» Document passage
* * * * * * * * *

Suppose we have available a corpus of data approximating the mass of intrinsic and extrinsic language-relevant experience that a human encounters, a computer with power that could match that of the human brain, and a sufficiently clever learning algorithm and data storage method. Could it learn the meanings of all the words to any language it was given? (Landauer 2011, p. 4).

In the present paper, terms such as “M-comprehension” or “M-understanding” will be used to indicate the capabilities of actually functioning computers. There is no doubt that strong pattern-recognition capacity can be achieved with existing hardware and software, but how finely can an AI using LSA identify differences and similarities between book-length texts? I propose to test whether an LSA-equipped AI can make distinctions among significant works of political philosophy, history, and fiction. A modest number of texts were analyzed—a corpus of 100 major works drawn from the list of frequently downloaded books compiled by Project Gutenberg.^{Footnote 4}

In LSA, words and documents are coded as a matrix (a row for each word, a column for each document) which is then condensed to a “semantic space” or “concept space” of lower dimensionality. The element t_ij of the raw word-document matrix equals the number of times word i appears in document j. Entries of the term-document matrix are then weighted to give a relatively high weight to elements that occur frequently in some but not all of the documents and relatively low weight to words that appear frequently throughout the corpus. Again, there are different ways this can be done, but experience has shown that “log-entropy” weighting performs well.^{Footnote 5} The weighted word-document matrix will be denoted by A, an m × n matrix with m rows (one for each word) and n columns (one for each document). This particular weighting scheme is discussed in Martin and Berry 2011, pp. 37–39, citing Dumais (1991), Salton and Buckley (1991), Letsche and Berry (1997), and Berry and Browne (2005). Unlike most of the applications of LSA found in the literature, the “documents” in the present paper consist of entire books, not just paragraphs or short passages.

* * * * * * * * *

» Stated problem 1
Would you repeat the passage on latent semantic analysis word for word, between "Suppose we have" and "2011, p. 4).", inclusive?
» Stated problem 2
Can you pick up the passage on latent semantic analysis after its last sentence and keep it going?
The entries that come next are separate from the passage on latent semantic analysis.

* * * * * * * * *

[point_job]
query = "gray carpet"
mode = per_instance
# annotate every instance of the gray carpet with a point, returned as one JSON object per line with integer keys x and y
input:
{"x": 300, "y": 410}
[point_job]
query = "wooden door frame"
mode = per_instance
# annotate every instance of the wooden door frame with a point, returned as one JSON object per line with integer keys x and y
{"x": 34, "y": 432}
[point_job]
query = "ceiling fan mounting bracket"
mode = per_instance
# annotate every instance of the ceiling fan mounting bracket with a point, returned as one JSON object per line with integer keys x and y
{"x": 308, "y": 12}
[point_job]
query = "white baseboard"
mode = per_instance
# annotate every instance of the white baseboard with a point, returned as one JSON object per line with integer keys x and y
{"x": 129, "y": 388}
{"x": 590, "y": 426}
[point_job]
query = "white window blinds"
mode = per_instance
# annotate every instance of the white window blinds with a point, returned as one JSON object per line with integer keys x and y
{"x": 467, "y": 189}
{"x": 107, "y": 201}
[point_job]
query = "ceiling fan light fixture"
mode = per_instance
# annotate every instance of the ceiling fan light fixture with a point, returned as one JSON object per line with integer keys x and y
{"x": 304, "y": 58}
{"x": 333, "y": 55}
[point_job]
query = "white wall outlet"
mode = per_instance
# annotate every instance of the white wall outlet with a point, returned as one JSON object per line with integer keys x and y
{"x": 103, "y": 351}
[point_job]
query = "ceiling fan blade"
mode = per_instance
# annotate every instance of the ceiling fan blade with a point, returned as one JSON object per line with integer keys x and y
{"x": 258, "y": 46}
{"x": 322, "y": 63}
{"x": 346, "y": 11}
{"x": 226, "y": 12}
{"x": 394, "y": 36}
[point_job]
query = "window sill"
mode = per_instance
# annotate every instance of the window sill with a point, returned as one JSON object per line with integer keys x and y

* * * * * * * * *

» Exercise answer 1
Suppose we have available a corpus of data approximating the mass of intrinsic and extrinsic language-relevant experience that a human encounters, a computer with power that could match that of the human brain, and a sufficiently clever learning algorithm and data storage method. Could it learn the meanings of all the words to any language it was given? (Landauer 2011, p. 4).

» Exercise answer 2
It might be possible for an AI to use the unreduced word-document matrix to identify similarities between different documents in the corpus. Similarities can be defined in a variety of ways. The simplest is to calculate the cosine between the column vectors representing any pair of texts in the weighted term-document matrix A. The cosine of the angle between two vectors s₁ and s₂ in a vector space is given by $\frac{{{{\mathbf{s}}_{1~}}.~~{{\mathbf{s}}_2}}}{{\left\| {{{\mathbf{s}}_1}} \right\|~\left\| {{{\mathbf{s}}_2}} \right\|}},$ where the numerator is the dot product of the two vectors and $\left\| {{{\mathbf{s}}_{\mathbf{i}}}} \right\|~$ is the ordinary Euclidean norm (length) of ${{\mathbf{s}}_{\mathbf{i}}}$. A pictorial representation of the 100 × 100 table of these cosines is given in Fig. 1, with each of the 10,000 squares at locations (j₁,j₂) in the Figure representing the cosine between document j₁ and document j₂.

Figure 1 is an easier way of seeing the patterns in the cosine pairs than a 100 × 100 table of numbers printed in a tiny font. The shading in the table goes from lighter (smaller cosines) to darker (larger cosines). Quite clearly, the squares down the main diagonal are darkest, because the cosine of a vector with itself is 1. The average degree of similarity (average cosine) in the whole matrix is 0.207 with standard deviation 0.106. It is worth noting that AIs have been quite successful in image recognition (Li et al. 2012; Strang 2016), so there is no loss of interpretability in presenting the results of cosine calculations in this way. However, similarities and differences across books as shown by the cosines in Fig. 1 are not particularly strong.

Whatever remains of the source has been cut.